** START OF EXCERPTED RECORDS **

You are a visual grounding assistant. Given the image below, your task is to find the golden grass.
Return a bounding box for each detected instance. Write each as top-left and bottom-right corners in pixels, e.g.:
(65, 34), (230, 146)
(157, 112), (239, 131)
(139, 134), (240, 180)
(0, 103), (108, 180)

** END OF EXCERPTED RECORDS **

PROBLEM STATEMENT:
Rewrite the records, putting "tall grass" in place of "golden grass" and leaving everything else unchanged.

REPLY TO THE TASK:
You are a visual grounding assistant. Given the image below, your task is to find the tall grass.
Return a bounding box for each detected instance. Write each as top-left and bottom-right corners in pixels, e.g.:
(65, 34), (230, 146)
(157, 112), (239, 131)
(139, 134), (240, 180)
(0, 103), (108, 180)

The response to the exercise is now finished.